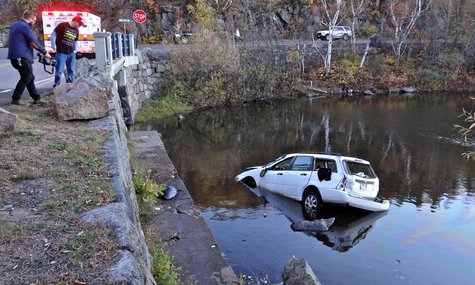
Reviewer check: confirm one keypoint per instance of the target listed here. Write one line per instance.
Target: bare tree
(331, 10)
(356, 7)
(467, 131)
(404, 15)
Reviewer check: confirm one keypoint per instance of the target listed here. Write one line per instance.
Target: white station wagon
(314, 178)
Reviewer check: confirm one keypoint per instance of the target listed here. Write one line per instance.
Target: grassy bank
(50, 173)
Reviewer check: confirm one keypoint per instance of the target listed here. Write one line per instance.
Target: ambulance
(85, 40)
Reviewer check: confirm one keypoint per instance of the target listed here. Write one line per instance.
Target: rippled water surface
(426, 237)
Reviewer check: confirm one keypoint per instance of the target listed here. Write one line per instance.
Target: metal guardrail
(114, 50)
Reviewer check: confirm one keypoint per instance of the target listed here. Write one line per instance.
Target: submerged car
(338, 32)
(314, 178)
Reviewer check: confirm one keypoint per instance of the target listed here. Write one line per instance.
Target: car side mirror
(324, 174)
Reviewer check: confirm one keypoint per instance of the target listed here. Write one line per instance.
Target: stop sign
(139, 16)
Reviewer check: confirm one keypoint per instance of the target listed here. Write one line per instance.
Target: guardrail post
(120, 52)
(131, 44)
(110, 59)
(100, 40)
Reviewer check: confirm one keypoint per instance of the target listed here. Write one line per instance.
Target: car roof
(323, 154)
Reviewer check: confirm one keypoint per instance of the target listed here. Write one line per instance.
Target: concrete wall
(143, 80)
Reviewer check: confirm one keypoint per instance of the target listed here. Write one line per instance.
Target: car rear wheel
(311, 204)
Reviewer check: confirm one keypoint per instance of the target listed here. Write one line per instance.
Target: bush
(216, 72)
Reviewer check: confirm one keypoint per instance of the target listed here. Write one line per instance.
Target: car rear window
(359, 169)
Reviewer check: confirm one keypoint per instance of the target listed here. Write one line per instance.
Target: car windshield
(277, 159)
(359, 169)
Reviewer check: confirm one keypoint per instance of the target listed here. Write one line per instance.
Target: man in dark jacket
(22, 41)
(64, 41)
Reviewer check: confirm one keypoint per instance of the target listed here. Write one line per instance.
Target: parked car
(314, 178)
(338, 32)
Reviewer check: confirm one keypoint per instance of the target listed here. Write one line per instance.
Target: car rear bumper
(374, 205)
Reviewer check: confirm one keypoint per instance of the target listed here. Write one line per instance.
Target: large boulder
(299, 272)
(7, 121)
(81, 101)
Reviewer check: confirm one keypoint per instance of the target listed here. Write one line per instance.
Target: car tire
(311, 205)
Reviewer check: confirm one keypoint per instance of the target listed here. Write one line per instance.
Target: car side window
(304, 163)
(326, 163)
(283, 165)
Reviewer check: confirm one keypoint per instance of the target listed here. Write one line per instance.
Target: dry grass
(50, 173)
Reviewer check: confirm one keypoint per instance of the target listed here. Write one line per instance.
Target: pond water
(426, 237)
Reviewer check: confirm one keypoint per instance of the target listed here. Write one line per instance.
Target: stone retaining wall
(145, 79)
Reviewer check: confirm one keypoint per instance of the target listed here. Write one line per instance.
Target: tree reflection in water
(410, 142)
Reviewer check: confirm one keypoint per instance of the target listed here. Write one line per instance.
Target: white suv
(314, 178)
(339, 32)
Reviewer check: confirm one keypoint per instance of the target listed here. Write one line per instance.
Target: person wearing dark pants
(64, 42)
(22, 41)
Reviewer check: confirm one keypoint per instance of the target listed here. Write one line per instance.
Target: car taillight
(342, 184)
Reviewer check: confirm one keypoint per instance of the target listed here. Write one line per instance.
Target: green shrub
(163, 270)
(146, 188)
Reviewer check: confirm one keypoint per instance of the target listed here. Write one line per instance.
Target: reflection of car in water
(313, 178)
(349, 228)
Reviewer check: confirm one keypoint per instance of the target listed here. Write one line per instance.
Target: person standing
(64, 41)
(22, 41)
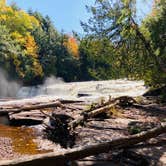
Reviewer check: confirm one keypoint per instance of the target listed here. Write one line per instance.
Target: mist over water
(8, 88)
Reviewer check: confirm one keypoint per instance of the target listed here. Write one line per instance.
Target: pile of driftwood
(61, 128)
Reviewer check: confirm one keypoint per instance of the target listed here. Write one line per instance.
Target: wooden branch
(54, 158)
(32, 107)
(151, 108)
(91, 114)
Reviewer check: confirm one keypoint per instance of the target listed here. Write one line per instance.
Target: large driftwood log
(151, 108)
(91, 114)
(32, 107)
(52, 159)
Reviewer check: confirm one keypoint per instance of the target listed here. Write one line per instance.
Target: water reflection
(22, 139)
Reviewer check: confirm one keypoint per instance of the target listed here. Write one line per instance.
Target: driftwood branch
(54, 158)
(32, 107)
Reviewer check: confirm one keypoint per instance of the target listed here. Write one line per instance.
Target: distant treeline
(114, 46)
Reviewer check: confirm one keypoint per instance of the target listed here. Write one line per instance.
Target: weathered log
(80, 120)
(32, 107)
(54, 158)
(151, 108)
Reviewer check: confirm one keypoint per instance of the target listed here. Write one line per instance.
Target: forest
(115, 45)
(111, 106)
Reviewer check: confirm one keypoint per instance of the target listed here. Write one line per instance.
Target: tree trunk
(52, 159)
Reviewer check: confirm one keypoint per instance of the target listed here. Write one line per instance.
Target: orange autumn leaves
(72, 46)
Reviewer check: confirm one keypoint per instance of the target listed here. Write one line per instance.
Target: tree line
(114, 46)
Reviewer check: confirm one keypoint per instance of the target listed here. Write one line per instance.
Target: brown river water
(18, 141)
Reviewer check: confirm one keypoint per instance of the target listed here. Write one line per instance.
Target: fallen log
(54, 158)
(87, 115)
(32, 107)
(151, 108)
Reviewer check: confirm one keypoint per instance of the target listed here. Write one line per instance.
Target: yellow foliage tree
(72, 46)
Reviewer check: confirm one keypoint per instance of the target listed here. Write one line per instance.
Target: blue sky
(66, 14)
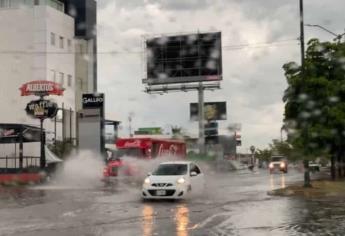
:::
Work to be completed »
Any picture found in the records stays out, while everything else is copied exactly.

Answer to this problem »
Reviewer check: confirm one keypoint per instance of the target listed here. Write one line per instance.
Target: bare tree
(331, 10)
(356, 7)
(467, 131)
(404, 15)
Reviewer check: confirm one keypoint per instance of the target listed here. Write one line per instance.
Target: white station wagon
(314, 178)
Reviewer check: confirm one keypoint per instance of the target listed here. Write one line per instance.
Target: grassy bank
(50, 173)
Reviewer check: confirm one keypoint per instance of the target listed here. Write one line per instance.
Target: ambulance
(85, 40)
Reviewer check: confirm one keypoint per instance of the target listed here. Write one line per instance.
Target: rippled water surface
(426, 237)
Reviewer check: confirm one keypoint per instance of the target listed here. Write one line per instance.
Target: metal guardrail
(114, 50)
Reviewer check: confirm one keypoint per instance of the target listed here. Write one line per instance.
Target: submerged car
(338, 32)
(314, 178)
Reviewer check: confirm one keypoint per instance of the target listed here. Write one line per instance.
Target: car side mirror
(324, 174)
Reviewer check: confirm one keypoint per instance of the target listed here. Write one line per instance.
Target: stop sign
(139, 16)
Reviewer check: confirm one keypoint per instance of the target listed here. Write one line per instance.
Target: guardrail post
(120, 52)
(131, 44)
(110, 59)
(100, 40)
Reviewer check: confirm one keypoint per instance of the target listed here. Write one line per instance.
Target: car roof
(323, 154)
Reviewer check: confirm one keypoint per instance of the target listed here. Write one line per instance.
Target: concrete wall
(143, 80)
Reviewer check: confirm one keypoint per instance of the target listed here. Write one line per instance.
Target: car rear wheel
(311, 204)
Reviewer check: confirm one keypoint per instance of the target listed here. Write one line per instance.
Target: bush
(216, 72)
Reviewer check: confirm one keypoint per instance of the target listed here. Write one line per instance.
Target: car rear window
(359, 169)
Reviewer check: confirm one keypoint per instance of the target listed here. Write one line per instance.
Target: car windshield
(277, 159)
(359, 169)
Reviewer check: confirm one keypoint per instance of the target listed here. Write one line per instance.
Target: man in dark jacket
(22, 41)
(64, 41)
Reviewer check: confirm one keypoint per instance of the target listed here. Write one line per instance.
Target: parked car
(314, 178)
(338, 32)
Reviewer check: confirm one keypoint per instance of the target listed here. Write one line per instance.
Target: car rear bumper
(374, 205)
Reviewer check: confirm one keypoint per instance of the target listed here. Write one line per instance.
Target: large boulder
(299, 272)
(7, 121)
(81, 101)
Reviewer check: confirm one keypoint per instance of the target listed here. Write one line per instance.
Target: car tire
(311, 205)
Reviewer check: confirm one keypoint per instance of the target listed here. Write one line per instance.
Target: car side window
(304, 163)
(326, 163)
(283, 165)
Reviewer check: confirm one keypoint per instance of the target listed here. Write one line per instance.
Target: dry grass
(50, 173)
Reviewer check: confirm one keypoint per instance of the target listed here. Write one line per instance.
Target: pond water
(426, 237)
Reviewer check: confirm one keypoint per instance of the target listed here. Write one line per instance.
Target: stone retaining wall
(145, 79)
Reviewer check: confirm one keypoint per instance of the target listed here. Write one line per instance.
Target: tree reflection in water
(410, 142)
Reviewer check: confirm one keypoint per instance of the target listed here. Write one line per instance.
Target: white suv
(314, 178)
(339, 32)
Reviewer check: confirm one keypoint per instance of the target listed here. Write one line per instance.
Target: person wearing dark pants
(64, 42)
(22, 41)
Reviewer check: confirm one keypoint per instance of the target listed here. Write one line per instance.
Target: car taillight
(342, 184)
Reviewer check: confirm one keypoint per instance of the target listed here. Write one line per instance.
Target: green shrub
(163, 270)
(146, 188)
Reviewer check: confirm one keypoint per instance of the target listed here. Write one line per instance.
Target: reflection of car in water
(313, 178)
(349, 228)
Reviewer check: confirm one keypoint per instance of the target listed here. Write one line per instance.
Target: person standing
(64, 41)
(22, 41)
Reviewer check: confirm one keypoint per instance of the target listed here. Write one line per instance.
Target: mist over water
(8, 88)
Reviewer check: confirm one keypoint per instance of the target listed here. Write one line per instance.
Target: pile of driftwood
(61, 128)
Reviewer check: confirm one keypoint per instance of the target listed here. Write one line per instance.
Target: wooden branch
(54, 158)
(32, 107)
(151, 108)
(91, 114)
Reviewer check: confirm one keypoint per instance of the target listed here. Write one line per instance.
Target: large driftwood log
(151, 108)
(91, 114)
(32, 107)
(52, 159)
Reviewer check: confirm one keypoint per instance of the target listed here. Write one line per instance.
Target: water reflection
(22, 139)
Reviewer check: confirm one keypoint per instance of the target listed here. Write one line per instance.
Target: driftwood branch
(54, 158)
(32, 107)
Reviewer check: confirm one keypoint per instance of the target listed here. Write one line per instance.
Target: distant treeline
(114, 46)
Reviewer check: confirm one keypoint per instance of the target listed here. Write one line per instance.
Target: weathered log
(80, 120)
(32, 107)
(54, 158)
(151, 108)
Reviewer check: confirm one keypoint per instance of the target listed here. Write one line per instance.
Target: forest
(115, 45)
(111, 106)
Reviewer check: confirm one keypoint per instance of the target listed here. Write one line per instance.
Target: tree trunk
(52, 159)
Reviewer check: confirm one keypoint per instance of the target listed here. Write one line per instance.
Target: orange autumn leaves
(72, 46)
Reviewer check: confirm one keypoint per instance of the target listed here. Write one line per instance.
Target: tree line
(114, 46)
Reviewer check: confirm one keypoint per instance of the target listed here. Write one line per instance.
Target: brown river water
(18, 141)
Reviewer check: confirm one keypoint per instance of the target listed here. Write one line per instance.
Target: fallen log
(54, 158)
(87, 115)
(32, 107)
(151, 108)
Reviewer check: confirm one keypoint per instance of the target listed here. Write one line per instance.
Target: yellow foliage tree
(72, 46)
Reviewer check: confirm one keypoint per instance of the target listed here. Write one line per instance.
Target: blue sky
(66, 14)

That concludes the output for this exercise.